## Stated goal
Retype all of the rows below character for character, keeping every line and blank line in its place.

━━━━━ Listing ━━━━━

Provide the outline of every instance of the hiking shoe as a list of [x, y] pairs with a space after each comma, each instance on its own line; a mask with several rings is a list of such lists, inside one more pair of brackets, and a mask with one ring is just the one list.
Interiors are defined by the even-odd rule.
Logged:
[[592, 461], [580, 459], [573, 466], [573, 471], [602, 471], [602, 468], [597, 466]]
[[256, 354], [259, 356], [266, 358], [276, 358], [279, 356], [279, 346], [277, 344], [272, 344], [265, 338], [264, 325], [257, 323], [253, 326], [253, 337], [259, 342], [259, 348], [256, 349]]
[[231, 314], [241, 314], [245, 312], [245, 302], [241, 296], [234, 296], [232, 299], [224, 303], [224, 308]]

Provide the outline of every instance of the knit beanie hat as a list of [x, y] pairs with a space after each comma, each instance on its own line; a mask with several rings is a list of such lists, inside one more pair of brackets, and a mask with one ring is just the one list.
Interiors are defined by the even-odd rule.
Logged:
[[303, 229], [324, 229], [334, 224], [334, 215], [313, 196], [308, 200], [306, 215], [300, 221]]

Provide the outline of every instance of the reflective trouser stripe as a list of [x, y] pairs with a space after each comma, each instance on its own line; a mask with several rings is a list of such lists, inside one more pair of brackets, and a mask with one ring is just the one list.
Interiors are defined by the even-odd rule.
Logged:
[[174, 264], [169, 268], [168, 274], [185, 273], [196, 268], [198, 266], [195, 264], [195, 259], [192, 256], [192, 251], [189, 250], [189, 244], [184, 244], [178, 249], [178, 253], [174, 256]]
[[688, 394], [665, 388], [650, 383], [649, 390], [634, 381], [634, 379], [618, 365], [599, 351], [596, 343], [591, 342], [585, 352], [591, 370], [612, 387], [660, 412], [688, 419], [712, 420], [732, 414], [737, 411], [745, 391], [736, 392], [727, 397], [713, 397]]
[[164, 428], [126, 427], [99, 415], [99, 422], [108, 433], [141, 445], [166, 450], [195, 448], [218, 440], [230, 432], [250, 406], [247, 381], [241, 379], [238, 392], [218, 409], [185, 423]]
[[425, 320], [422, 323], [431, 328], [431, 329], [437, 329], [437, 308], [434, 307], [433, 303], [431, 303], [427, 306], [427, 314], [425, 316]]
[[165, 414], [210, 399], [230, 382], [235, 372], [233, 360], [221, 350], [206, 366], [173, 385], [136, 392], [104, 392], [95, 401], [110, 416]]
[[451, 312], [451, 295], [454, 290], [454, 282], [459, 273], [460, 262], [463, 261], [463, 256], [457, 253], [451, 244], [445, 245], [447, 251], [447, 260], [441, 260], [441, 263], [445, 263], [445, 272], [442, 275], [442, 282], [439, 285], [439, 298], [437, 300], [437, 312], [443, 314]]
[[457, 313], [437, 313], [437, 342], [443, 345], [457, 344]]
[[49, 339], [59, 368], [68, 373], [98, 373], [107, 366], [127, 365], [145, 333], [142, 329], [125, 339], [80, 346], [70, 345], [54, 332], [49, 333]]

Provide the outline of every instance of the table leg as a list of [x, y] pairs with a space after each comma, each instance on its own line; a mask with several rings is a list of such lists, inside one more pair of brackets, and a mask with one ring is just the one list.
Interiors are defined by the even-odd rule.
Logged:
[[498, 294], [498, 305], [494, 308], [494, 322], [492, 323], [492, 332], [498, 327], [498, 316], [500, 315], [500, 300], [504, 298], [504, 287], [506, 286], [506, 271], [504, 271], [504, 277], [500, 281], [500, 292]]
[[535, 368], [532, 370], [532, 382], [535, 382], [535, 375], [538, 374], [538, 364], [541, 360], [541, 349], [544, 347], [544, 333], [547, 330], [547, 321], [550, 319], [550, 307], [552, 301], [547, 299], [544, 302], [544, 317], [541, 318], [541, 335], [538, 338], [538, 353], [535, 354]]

━━━━━

## Exercise solution
Provide the outline of every instance of the hiking shoe as a list of [x, y] pairs with a space after each comma, each instance on its own line; a mask with several rings is a list of such lists, inside one more pair of brackets, and a mask with one ring is just the one list.
Interiors are defined by the even-odd rule.
Logged:
[[592, 461], [580, 459], [573, 466], [573, 471], [602, 471], [602, 468], [597, 466]]
[[256, 354], [259, 356], [266, 358], [276, 358], [279, 356], [279, 346], [277, 344], [272, 344], [265, 338], [264, 325], [257, 323], [253, 326], [253, 337], [259, 342], [259, 348], [256, 349]]
[[231, 314], [241, 314], [245, 312], [245, 302], [241, 296], [234, 296], [232, 299], [224, 303], [224, 308]]

Provide the outline of every instance of the knit beanie hat as a list of [x, y] pairs with a space after each comma, each instance on its own line; a mask with several rings is a list of such lists, inside one more pair of brackets, and a mask with one ring is just the one list.
Interiors are defined by the even-odd rule.
Logged:
[[303, 229], [324, 229], [334, 224], [334, 215], [313, 196], [308, 200], [306, 215], [300, 221]]

Provide the outline of every instance of the reflective trouser stripe as a list of [x, y] pairs with a space after each comma, each instance on its own line; a mask with several rings is a list of such lists, inside one more pair of brackets, and a mask with one ring is just the one list.
Interiors are defined by the even-odd rule.
Logged:
[[174, 264], [169, 268], [168, 274], [185, 273], [196, 268], [198, 266], [195, 264], [195, 259], [192, 256], [192, 251], [189, 250], [189, 244], [184, 244], [178, 249], [178, 253], [174, 256]]
[[688, 394], [665, 388], [650, 383], [649, 390], [634, 381], [634, 379], [618, 365], [599, 351], [596, 343], [591, 342], [585, 352], [591, 370], [612, 387], [660, 412], [688, 419], [712, 420], [732, 414], [737, 411], [745, 391], [736, 392], [727, 397], [713, 397]]
[[164, 428], [126, 427], [99, 415], [99, 422], [108, 433], [141, 445], [166, 450], [195, 448], [218, 440], [230, 432], [250, 406], [247, 381], [241, 379], [238, 392], [218, 409], [185, 423]]
[[425, 320], [422, 323], [431, 328], [431, 329], [437, 329], [437, 308], [434, 307], [433, 303], [431, 303], [427, 306], [427, 314], [425, 316]]
[[165, 414], [210, 399], [230, 382], [235, 372], [233, 360], [221, 350], [206, 366], [173, 385], [136, 392], [104, 392], [95, 401], [110, 416]]
[[451, 312], [451, 295], [454, 290], [454, 282], [459, 273], [460, 262], [463, 261], [463, 256], [457, 253], [451, 244], [445, 245], [447, 251], [447, 260], [441, 260], [441, 263], [445, 263], [445, 272], [442, 275], [442, 282], [439, 285], [439, 298], [437, 300], [437, 312], [443, 314]]
[[457, 313], [437, 313], [437, 342], [443, 345], [457, 344]]
[[49, 339], [59, 368], [68, 373], [98, 373], [107, 366], [127, 365], [145, 333], [142, 329], [125, 339], [80, 346], [70, 345], [54, 332], [49, 333]]

Provide the outline of every instance of the table leg as a list of [x, y] pairs with a space after each comma, each instance on its own line; a mask with several rings is a list of such lists, inside one more pair of brackets, and a mask with one ring is just the one list.
Interiors are defined by the even-odd rule.
Logged:
[[498, 294], [498, 305], [494, 308], [494, 322], [492, 323], [492, 332], [498, 327], [498, 316], [500, 315], [500, 300], [504, 298], [504, 287], [506, 286], [506, 271], [504, 271], [504, 277], [500, 281], [500, 292]]
[[535, 368], [532, 370], [532, 382], [535, 382], [535, 375], [538, 374], [538, 364], [541, 360], [541, 349], [544, 347], [544, 333], [547, 330], [547, 321], [550, 319], [550, 307], [552, 301], [547, 299], [544, 302], [544, 317], [541, 318], [541, 335], [538, 338], [538, 353], [535, 354]]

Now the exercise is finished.